# SELECTED EXCERPT

There are some things in the Bible I’d rather not know or wonder what’s the point. The point of many early religious practices is that God is the magisterial, awesome, holy sovereign, much more magnificent than any earthly monarch, so to enter God’s temple one needed to be as pure, perfect, and holy as a mere human could be. Many religions have this fixation on trying to be perfect to be acceptable to a Holy God. The problem is this greatly narrows who is in and who is left out. 

This Ethiopian eunuch goes to Jerusalem during Passover. Was he allowed to enter the Temple? Despite the important job of running a treasury, he was outside the range of acceptable people. As he rides the long, dusty way home, he is reading scripture, trying to come to terms with this, possibly feeling confused and humiliated. Listen to what he was reading from the prophet Isaiah:

 

Like sheep he was led to slaughter, like a lamb silent before his shearer, so he does not open his mouth. In his humiliation, justice had denied him. (Isaiah 53:7-8)

# WHAT YOU NEED TO DO
(A) According to the Ethiopian eunuch passage, during which festival did the eunuch travel to Jerusalem?
(B) Carry the Ethiopian eunuch passage forward, starting right after the quoted lines from Isaiah.
The material that comes next is not required for anything here.

# DATA BLOCK

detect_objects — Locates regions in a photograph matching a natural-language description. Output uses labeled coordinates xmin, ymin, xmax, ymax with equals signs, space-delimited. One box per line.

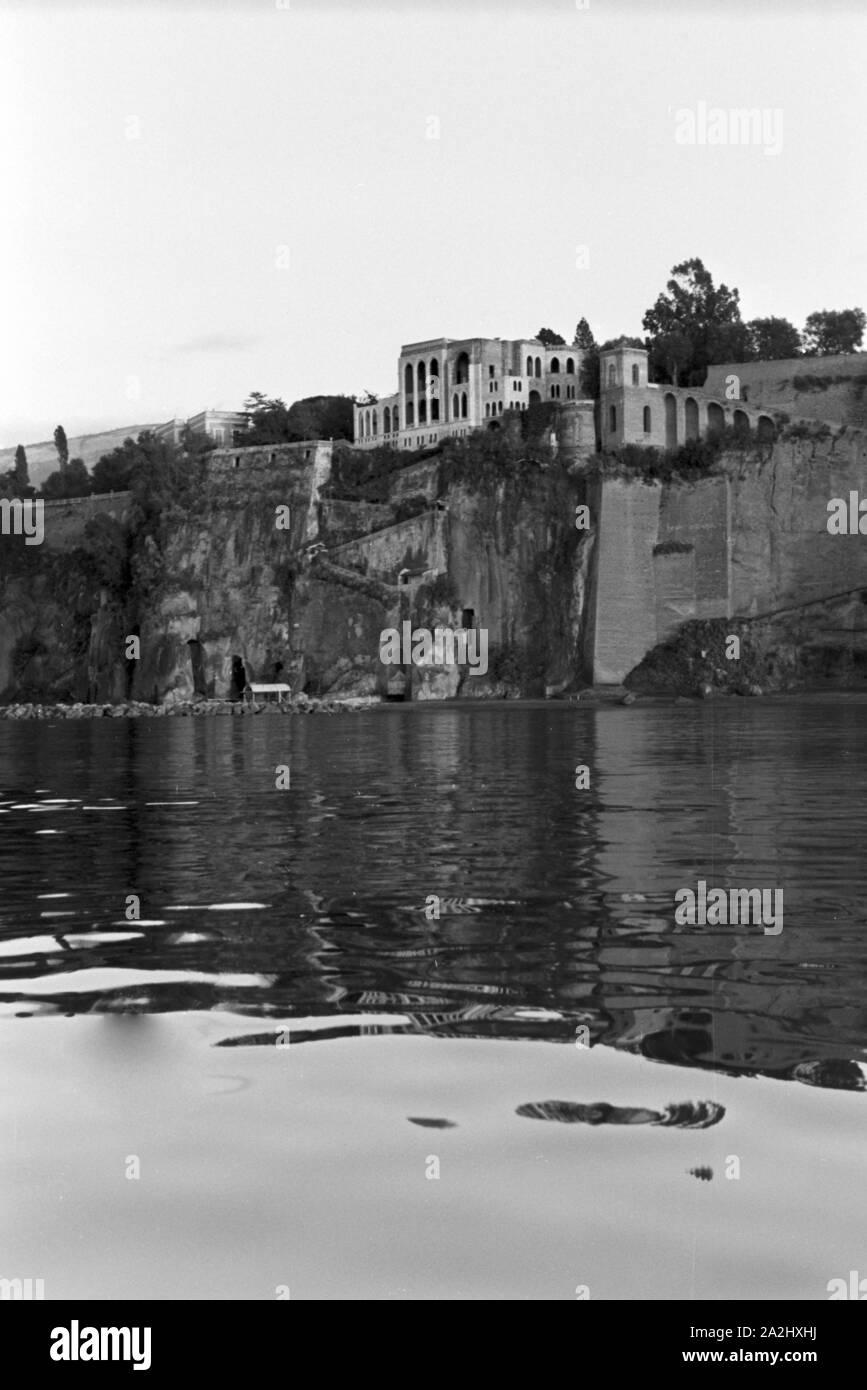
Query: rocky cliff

# ANSWERS FOR THE EXERCISE
(A) Passover.

(B)
This is depressing stuff. When Philip comes aboard to explain the text, the eunuch asks, “Is the prophet speaking of his own experience, or the experience of someone else?” We could possibly see why the eunuch would seize on this passage, since it mirrors his recent experience. 


Philip begins to talk about Jesus, who went through the ultimate experience of brutal humiliation of being stripped and crucified, yet he was righteous. Whatever Philip said had a strong impact. As the caravan passes some water, the man says, “What is to prevent me from being baptized right here?” Philip listened to the spiritual hunger in the man’s voice. A man who thought he was completely rejected from faith and God, now saw possibility for his life. Let’s give Philip a great deal of credit. He did not form a committee or launch a study process. He did stop because the disciples did not yet have a eunuch baptism policy. The eunuch was baptized and welcomed into the Jesus movement.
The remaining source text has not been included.